— BEGIN Information given —

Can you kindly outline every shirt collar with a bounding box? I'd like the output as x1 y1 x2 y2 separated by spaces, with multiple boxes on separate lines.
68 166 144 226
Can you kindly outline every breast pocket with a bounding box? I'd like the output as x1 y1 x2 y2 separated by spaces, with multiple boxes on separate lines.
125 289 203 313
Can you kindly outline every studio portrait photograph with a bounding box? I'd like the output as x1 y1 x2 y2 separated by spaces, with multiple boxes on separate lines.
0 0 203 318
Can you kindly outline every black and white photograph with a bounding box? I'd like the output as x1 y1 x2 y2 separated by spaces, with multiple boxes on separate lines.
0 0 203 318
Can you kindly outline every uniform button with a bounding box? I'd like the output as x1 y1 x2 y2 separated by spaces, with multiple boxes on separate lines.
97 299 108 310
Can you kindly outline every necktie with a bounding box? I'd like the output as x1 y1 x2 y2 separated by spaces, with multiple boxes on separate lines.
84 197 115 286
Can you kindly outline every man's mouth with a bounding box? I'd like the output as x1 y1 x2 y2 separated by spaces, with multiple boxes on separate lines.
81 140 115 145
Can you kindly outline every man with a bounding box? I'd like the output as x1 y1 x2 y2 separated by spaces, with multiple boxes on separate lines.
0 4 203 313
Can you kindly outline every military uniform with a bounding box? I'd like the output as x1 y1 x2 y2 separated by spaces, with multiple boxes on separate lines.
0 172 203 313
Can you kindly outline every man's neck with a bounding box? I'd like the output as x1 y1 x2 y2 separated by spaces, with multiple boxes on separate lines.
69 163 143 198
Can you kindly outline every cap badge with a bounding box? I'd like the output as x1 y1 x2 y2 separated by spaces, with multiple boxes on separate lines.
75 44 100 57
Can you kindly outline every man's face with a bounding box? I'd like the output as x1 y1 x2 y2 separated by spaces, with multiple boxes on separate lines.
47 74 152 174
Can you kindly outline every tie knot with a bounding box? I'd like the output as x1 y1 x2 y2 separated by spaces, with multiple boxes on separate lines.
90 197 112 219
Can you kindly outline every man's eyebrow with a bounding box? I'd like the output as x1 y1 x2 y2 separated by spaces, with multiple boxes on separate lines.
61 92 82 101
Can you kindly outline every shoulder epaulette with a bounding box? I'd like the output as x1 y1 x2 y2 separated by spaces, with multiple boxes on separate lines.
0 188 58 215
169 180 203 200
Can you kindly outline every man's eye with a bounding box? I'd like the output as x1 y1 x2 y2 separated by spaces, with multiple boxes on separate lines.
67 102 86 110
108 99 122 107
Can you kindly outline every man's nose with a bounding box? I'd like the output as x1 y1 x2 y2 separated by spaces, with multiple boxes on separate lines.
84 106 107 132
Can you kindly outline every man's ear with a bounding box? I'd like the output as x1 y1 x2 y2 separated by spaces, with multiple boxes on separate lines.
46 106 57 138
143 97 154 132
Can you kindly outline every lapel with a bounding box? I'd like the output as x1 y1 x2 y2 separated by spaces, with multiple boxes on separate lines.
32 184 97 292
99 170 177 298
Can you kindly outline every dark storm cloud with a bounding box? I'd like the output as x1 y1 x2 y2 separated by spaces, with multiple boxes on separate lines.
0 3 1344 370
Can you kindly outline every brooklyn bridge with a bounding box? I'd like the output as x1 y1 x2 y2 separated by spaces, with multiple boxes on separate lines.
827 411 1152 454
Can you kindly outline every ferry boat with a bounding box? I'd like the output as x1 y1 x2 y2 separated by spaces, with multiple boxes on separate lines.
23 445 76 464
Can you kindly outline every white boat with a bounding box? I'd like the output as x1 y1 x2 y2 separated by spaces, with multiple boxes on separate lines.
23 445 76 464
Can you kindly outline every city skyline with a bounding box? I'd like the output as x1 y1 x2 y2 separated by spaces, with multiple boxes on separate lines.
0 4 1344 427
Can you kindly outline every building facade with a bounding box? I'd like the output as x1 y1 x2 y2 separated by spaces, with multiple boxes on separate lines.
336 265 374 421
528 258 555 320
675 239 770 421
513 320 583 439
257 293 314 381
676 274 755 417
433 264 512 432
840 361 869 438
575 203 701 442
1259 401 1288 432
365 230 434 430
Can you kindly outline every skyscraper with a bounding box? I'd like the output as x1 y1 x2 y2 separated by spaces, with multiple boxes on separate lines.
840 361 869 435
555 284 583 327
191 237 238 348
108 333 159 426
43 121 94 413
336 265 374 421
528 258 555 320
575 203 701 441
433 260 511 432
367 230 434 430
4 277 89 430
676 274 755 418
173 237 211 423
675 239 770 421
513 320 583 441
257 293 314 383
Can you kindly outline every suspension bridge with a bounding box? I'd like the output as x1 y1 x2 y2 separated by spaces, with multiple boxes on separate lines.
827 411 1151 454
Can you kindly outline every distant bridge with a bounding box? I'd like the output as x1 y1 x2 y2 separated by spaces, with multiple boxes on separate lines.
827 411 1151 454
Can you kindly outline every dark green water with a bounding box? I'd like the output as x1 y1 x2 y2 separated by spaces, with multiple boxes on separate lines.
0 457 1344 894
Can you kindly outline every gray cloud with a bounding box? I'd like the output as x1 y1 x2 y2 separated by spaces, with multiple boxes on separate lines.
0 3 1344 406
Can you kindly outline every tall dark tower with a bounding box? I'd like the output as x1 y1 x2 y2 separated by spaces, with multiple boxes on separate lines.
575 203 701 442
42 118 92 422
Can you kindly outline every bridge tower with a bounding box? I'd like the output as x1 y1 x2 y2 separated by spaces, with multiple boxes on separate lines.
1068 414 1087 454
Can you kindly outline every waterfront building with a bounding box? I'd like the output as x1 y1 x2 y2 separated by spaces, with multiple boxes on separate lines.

— END Information given —

- [What this task involves] Update the data above so that every "bounding box" becomes "rectangle", and leave everything else as it is.

- [Response to this task]
Can you kindly outline every shirt collar with a rectangle? I'd like the output as x1 y1 x2 y2 separated by spaces, with multiple boxes on separate lines.
68 166 144 226
Can you kindly outline every breast pocket with a rectangle? I'd like the output as x1 y1 x2 y2 separated by spaces, with multiple boxes on separate lines.
125 289 203 313
Can you kindly outline every studio portrait photograph with a rectangle? I'd like the output as x1 y1 x2 y2 separated by spaces, with multiple boxes on separate lines.
0 0 203 318
Can you kindly outline every black and white photograph with a rectangle? I'd like the output as x1 y1 x2 y2 separated by spaces, with multiple boxes on separate lines.
0 0 203 318
Can you kindly outline every uniform button with a rectangle? I'd like the output as x1 y1 x2 y2 separated by spaces, with multiple boxes on separate lines.
97 299 108 310
Can you kindly outline every necktie with a rectangle? I'd like the output as x1 y1 x2 y2 separated by spaces, with multiple boxes on separate lines.
84 197 115 286
Can you kindly outline every man's mouth with a rectangle? I'd like the output as x1 y1 x2 y2 separated by spaces, with multiple boxes on separate lines.
81 140 115 145
Can you kindly outline every man with a rectangle? I'd like the output as x1 y1 x2 y2 separated by spaces, with multiple boxes on separate lines.
0 4 203 313
Can you kindly outline every military uniform with a rectangle? I'd like the output as x1 y1 x2 y2 separated by spaces, with multiple boxes on separate lines.
0 172 203 313
Can you kindly outline every man's neck with a rectangle? I'd like the output as x1 y1 x2 y2 separated by spaces, with multiple boxes on separate lines.
69 163 143 198
Can you kindly outline every cap badge with a rectangle? I'd like the output as x1 y1 x2 y2 separated by spaces, with multiple boxes on separate lines.
75 44 100 57
Can you kindly outline every man's face with a rectangle? I'd like the output as x1 y1 x2 y2 separated by spaces, with multiple boxes on separate lines.
47 74 152 174
Can you kindly outline every tie knot with a rectangle? I'd like the output as x1 y1 x2 y2 separated by spaces, with multiple boxes on separate lines.
90 197 112 219
Can you kindly outline every man's eyebrow with a rectangle? I'd like the output as x1 y1 x2 y2 separated by spaces, with multiple boxes on separate lines.
61 92 82 101
Can you kindly outline every shoulder epaulette with a rectangle? I'd like the output as x1 y1 x2 y2 separated by spaces, with multiple boxes on separate lines.
0 188 58 215
169 180 203 200
Can you kindly outline every man's eye with a rectangle? I'd like the output as x1 y1 x2 y2 separated by spaces, with multiple boxes on separate lines.
67 102 86 110
108 99 122 107
Can you kindly outline every man's nose with a rectangle? I'd like the output as x1 y1 x2 y2 separated by spaces, with multiple boxes on separate lines.
84 106 107 132
Can you kindly outline every man's ear with a rectangle? I'd like the output as x1 y1 x2 y2 separated by spaces, with multiple boxes on separate lines.
46 106 57 138
143 97 154 132
Can you kindly outline every lapel with a rectangle? I'd like the output as x1 y1 x2 y2 separated by spaces, with multiple boxes on separate lines.
32 184 97 292
99 170 177 298
Can you kindly outline every dark storm cloud with a rectangle? I'd like the output as x1 y1 x2 y2 separated by spaces, with multiple boxes on separate lines.
0 3 1344 370
Can you kindly outline every brooklyn bridge with a rectangle? I'd like the output as x1 y1 x2 y2 separated by spaces, with multiple boxes on separate lines.
827 411 1152 454
Can you kindly outline every ferry boat with a rectangle? I'd like the output as x1 y1 x2 y2 separated by spaces, with multiple boxes on separate lines.
23 445 76 464
Can you kindly outline every white boat with a rectangle? I'd like the output as x1 y1 x2 y2 separated by spaces, with multiple boxes on separate lines.
23 445 76 464
Can you kindly outline every city skyline with a rectangle? I'd like the output as x1 y1 x2 y2 separated by spaces, with multiple boxes on separate lines.
0 4 1344 427
Can you kindly outline every building facade with a rectangle? I'd like the output as x1 y1 x2 y2 separated by spaces, with multiple boxes on separate lines.
336 265 374 421
528 258 555 320
675 239 770 421
513 320 583 439
257 293 314 381
676 274 755 417
433 264 512 432
840 361 869 438
575 203 701 442
1259 401 1288 432
365 230 434 430
Can you kindly outline every skyscraper with a rectangle? I'd like the output as x1 y1 x2 y2 separated by spaces, with multiple boxes on separate lines.
840 361 869 435
555 284 583 327
191 237 238 348
108 333 159 426
43 121 94 413
336 265 374 421
528 258 555 320
575 203 701 441
433 260 511 432
367 230 434 430
4 277 89 430
676 274 755 418
173 237 211 423
675 239 770 421
513 320 583 441
257 293 314 383
Can you kindly outline every suspension bridge with a rectangle? I'd like the output as x1 y1 x2 y2 separated by spaces, with multiple boxes on separate lines.
827 411 1151 454
Can you kindly outline every distant bridge with a rectangle? I'd like the output as x1 y1 x2 y2 separated by spaces, with multiple boxes on separate lines.
827 411 1151 454
Can you kindly outline every dark green water with a rectangle? I'd like the output as x1 y1 x2 y2 separated by spaces, with multiple boxes on separate lines.
0 457 1344 894
Can you kindly outline every gray cloud with a rectangle? I'd like the output as x1 y1 x2 y2 separated by spaces, with multiple boxes on separate lines.
0 3 1344 406
Can you kindly outline every tall dark tower with a rectangle? I'd like the output as x1 y1 x2 y2 separated by spaces, with multiple boxes on separate lines.
575 203 701 442
42 118 92 422
Can you kindly outline every bridge tower with a rectangle? I'd like the output as x1 y1 x2 y2 separated by spaces, with multiple boxes on separate lines.
1068 414 1087 454
Can you kindly outline every waterfront building with a rectangle? I'd like the output as x1 y1 x2 y2 separated by spaces, with multiple boxes on separate lines.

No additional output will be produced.